■ Task to carry out:
Your answer should consist of the line holding "Give the innermost point of each instance of the damselfly, as" and all lines after it to the end of the material, copied exactly.
○ ○ ○ ○ ○
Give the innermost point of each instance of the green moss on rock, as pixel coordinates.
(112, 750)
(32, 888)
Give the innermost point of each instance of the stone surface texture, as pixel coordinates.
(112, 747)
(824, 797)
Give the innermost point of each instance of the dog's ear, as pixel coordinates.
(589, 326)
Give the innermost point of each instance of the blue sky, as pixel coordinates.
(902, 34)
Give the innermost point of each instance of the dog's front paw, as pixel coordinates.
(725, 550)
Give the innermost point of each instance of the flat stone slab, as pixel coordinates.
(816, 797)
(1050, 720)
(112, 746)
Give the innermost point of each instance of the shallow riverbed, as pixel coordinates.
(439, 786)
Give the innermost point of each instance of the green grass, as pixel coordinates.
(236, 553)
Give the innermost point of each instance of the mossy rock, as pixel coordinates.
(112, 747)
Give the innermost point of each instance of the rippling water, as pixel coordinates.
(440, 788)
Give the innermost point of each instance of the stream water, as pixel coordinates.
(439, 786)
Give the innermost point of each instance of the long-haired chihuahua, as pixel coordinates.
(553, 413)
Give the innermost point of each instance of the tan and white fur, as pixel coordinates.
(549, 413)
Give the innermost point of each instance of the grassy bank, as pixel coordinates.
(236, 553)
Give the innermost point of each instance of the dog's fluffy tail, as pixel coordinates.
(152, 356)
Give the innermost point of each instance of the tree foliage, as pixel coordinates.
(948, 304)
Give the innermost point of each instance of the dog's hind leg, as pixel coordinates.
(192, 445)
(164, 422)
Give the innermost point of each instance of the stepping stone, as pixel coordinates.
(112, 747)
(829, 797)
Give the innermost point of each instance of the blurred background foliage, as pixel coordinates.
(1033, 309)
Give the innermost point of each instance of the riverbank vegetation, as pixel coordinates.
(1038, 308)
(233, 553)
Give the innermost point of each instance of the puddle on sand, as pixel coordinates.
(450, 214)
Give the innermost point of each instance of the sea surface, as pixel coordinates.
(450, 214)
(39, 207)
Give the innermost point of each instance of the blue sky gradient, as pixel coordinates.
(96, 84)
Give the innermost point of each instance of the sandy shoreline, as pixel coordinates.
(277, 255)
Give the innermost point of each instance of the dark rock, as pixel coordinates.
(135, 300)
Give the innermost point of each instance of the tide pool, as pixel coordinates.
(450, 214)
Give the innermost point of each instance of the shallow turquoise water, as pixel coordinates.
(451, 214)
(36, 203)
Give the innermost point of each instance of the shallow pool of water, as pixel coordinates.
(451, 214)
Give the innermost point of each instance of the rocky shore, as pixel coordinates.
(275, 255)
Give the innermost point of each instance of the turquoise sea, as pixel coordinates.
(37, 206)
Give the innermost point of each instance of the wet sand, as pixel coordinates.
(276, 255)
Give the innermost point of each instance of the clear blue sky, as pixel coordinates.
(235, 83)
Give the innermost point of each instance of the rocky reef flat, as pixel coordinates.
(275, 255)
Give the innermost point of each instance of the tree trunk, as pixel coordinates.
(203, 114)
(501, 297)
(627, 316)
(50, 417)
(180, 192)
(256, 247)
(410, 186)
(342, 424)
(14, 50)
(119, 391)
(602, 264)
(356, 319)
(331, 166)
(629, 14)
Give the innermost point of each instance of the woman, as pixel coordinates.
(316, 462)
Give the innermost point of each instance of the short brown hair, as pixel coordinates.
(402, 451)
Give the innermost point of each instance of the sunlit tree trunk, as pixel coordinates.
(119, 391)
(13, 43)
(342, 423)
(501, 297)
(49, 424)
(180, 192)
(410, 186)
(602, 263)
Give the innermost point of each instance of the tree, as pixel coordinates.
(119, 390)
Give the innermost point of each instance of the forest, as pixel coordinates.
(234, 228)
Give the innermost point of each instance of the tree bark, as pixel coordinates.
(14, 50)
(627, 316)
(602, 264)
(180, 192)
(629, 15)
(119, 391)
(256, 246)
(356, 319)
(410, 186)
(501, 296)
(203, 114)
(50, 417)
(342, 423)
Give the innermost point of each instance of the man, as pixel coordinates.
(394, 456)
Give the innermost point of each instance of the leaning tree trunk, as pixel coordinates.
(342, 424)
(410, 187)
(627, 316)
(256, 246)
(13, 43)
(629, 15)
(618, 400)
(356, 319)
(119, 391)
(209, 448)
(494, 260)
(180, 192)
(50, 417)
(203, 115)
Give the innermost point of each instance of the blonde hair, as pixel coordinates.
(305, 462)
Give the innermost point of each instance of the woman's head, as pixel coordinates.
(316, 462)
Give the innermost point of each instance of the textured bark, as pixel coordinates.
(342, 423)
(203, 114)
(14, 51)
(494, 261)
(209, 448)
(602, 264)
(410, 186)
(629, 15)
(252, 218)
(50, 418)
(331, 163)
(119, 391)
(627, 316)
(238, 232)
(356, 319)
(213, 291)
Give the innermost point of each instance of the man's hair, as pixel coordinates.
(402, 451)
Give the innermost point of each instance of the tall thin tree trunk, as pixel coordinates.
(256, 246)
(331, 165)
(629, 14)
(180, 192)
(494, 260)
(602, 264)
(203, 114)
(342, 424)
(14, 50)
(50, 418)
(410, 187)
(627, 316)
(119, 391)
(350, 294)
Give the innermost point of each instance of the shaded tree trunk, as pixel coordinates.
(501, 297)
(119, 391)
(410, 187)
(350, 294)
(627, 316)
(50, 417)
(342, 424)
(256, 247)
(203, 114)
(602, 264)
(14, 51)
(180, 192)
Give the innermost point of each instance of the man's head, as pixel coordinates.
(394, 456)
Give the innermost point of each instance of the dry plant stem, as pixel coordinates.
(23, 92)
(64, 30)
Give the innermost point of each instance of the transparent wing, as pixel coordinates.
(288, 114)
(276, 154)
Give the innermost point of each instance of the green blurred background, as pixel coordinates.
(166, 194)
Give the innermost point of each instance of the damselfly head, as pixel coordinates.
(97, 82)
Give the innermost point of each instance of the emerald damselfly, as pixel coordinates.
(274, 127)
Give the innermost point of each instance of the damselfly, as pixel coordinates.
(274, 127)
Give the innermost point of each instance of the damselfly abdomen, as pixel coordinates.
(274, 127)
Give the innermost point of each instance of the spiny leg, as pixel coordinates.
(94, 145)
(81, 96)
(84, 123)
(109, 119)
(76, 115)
○ ○ ○ ○ ○
■ Solution to the exercise:
Give the innermost point of each instance of the damselfly, as pixel coordinates.
(274, 127)
Give the innermost point of each instance of the damselfly abdomen, as pixel coordinates.
(274, 127)
Give the innermost point of each instance of the spiny leg, as pixel coordinates.
(94, 145)
(81, 96)
(84, 123)
(109, 119)
(76, 115)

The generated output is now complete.